» **Work task**: Examine the entries and show every line in which the word "arena" is found.
+++ Extracted information +++
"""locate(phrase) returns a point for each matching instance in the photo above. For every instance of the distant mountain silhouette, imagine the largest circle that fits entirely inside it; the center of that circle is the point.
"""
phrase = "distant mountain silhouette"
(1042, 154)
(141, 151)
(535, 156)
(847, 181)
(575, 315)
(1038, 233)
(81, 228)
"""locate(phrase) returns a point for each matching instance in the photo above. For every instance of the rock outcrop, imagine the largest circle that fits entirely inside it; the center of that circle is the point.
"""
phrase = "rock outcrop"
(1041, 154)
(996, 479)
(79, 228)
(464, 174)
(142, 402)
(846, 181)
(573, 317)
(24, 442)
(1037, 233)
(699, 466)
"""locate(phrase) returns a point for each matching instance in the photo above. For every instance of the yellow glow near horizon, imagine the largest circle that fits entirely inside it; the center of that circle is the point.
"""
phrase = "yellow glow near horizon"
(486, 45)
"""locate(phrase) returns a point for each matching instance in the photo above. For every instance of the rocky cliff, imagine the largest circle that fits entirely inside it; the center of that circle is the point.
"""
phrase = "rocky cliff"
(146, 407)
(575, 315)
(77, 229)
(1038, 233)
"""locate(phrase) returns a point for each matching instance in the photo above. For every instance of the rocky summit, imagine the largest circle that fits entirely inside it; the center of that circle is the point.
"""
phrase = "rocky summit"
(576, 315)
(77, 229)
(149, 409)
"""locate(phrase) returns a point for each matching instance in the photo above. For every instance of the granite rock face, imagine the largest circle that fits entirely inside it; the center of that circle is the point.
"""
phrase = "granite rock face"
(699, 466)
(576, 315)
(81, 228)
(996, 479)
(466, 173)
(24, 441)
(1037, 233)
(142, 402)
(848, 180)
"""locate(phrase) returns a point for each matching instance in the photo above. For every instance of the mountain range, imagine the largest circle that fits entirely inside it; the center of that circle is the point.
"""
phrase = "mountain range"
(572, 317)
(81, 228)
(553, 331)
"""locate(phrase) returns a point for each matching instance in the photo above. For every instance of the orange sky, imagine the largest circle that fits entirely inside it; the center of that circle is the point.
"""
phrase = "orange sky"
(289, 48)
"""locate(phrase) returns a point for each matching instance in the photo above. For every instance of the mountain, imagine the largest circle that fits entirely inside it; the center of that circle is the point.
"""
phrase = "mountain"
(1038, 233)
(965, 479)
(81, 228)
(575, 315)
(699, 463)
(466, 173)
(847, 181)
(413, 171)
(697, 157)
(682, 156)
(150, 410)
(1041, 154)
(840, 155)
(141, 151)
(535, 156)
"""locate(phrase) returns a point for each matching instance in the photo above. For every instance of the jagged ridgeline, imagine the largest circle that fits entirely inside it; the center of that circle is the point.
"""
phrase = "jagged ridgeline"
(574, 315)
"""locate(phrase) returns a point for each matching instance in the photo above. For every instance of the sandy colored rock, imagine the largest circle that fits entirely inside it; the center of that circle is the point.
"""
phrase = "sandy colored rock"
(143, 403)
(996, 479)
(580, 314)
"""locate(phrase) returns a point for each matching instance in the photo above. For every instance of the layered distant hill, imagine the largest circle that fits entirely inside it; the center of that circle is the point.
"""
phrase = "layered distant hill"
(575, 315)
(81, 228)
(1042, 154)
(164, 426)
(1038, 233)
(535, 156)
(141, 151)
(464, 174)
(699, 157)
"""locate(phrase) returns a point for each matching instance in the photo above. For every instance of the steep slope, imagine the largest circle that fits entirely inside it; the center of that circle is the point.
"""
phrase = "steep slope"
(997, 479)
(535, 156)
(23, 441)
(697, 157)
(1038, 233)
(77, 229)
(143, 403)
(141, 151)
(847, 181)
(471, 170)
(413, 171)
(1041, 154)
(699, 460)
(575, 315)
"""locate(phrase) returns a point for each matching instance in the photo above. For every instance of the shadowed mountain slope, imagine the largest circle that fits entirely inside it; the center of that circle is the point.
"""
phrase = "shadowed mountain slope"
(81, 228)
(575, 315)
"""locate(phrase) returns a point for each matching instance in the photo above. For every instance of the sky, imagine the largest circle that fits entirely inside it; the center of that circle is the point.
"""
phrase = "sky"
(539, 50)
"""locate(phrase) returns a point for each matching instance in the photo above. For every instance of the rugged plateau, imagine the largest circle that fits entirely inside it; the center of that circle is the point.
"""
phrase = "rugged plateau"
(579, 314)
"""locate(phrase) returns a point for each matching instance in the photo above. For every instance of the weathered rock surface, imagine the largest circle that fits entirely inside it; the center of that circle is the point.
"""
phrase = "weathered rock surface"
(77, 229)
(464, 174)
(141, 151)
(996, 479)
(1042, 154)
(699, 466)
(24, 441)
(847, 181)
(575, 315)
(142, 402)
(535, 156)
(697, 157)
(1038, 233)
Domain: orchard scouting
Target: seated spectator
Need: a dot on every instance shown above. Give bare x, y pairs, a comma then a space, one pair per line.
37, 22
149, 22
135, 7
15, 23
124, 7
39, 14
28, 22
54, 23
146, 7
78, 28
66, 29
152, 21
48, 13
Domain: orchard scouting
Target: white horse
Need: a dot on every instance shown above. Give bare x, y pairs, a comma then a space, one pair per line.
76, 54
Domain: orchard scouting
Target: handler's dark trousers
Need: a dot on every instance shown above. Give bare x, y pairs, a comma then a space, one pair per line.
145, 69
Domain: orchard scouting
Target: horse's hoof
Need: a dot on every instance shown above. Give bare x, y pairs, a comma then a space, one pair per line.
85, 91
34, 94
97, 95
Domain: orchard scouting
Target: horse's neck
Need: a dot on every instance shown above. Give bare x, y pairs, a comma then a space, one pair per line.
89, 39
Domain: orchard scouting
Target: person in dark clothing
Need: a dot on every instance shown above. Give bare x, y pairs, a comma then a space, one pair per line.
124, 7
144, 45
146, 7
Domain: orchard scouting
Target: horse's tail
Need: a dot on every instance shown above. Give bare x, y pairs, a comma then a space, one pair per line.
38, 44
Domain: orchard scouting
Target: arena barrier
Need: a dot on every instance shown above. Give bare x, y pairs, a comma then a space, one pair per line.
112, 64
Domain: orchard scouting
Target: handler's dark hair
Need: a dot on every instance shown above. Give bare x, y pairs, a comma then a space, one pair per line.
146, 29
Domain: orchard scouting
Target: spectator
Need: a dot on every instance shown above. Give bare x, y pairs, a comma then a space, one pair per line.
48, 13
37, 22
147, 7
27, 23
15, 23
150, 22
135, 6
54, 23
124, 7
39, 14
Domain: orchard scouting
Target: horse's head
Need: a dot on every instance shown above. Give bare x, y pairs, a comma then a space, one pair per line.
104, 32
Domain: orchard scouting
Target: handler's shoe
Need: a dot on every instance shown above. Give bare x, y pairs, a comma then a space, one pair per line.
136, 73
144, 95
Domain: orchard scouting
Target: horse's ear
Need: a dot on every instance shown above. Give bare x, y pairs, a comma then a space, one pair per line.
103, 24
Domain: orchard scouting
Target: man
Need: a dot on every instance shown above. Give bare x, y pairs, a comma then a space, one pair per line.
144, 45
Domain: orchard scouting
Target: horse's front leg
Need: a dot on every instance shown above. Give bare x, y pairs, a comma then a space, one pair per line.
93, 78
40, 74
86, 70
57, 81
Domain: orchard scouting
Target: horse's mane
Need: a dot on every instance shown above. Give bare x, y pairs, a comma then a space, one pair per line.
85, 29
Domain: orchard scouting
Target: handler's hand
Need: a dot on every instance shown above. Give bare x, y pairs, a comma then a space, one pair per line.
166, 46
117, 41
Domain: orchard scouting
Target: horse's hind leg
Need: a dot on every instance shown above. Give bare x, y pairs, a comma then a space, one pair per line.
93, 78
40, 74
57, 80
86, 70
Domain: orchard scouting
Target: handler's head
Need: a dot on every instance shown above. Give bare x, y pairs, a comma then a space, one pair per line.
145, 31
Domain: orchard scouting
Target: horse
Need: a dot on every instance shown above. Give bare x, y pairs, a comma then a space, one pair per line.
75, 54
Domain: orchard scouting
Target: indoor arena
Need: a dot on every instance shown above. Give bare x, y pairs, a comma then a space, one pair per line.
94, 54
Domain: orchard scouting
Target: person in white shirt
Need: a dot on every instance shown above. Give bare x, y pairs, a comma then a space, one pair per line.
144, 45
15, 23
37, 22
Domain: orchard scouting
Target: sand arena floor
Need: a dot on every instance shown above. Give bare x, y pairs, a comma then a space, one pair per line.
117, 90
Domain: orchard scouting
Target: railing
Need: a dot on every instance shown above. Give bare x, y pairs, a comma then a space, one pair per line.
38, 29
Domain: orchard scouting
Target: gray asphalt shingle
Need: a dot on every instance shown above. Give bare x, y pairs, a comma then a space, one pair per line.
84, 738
+++
» **Solution to this exercise**:
Target: arena barrier
Target: indoor arena
Target: sand arena floor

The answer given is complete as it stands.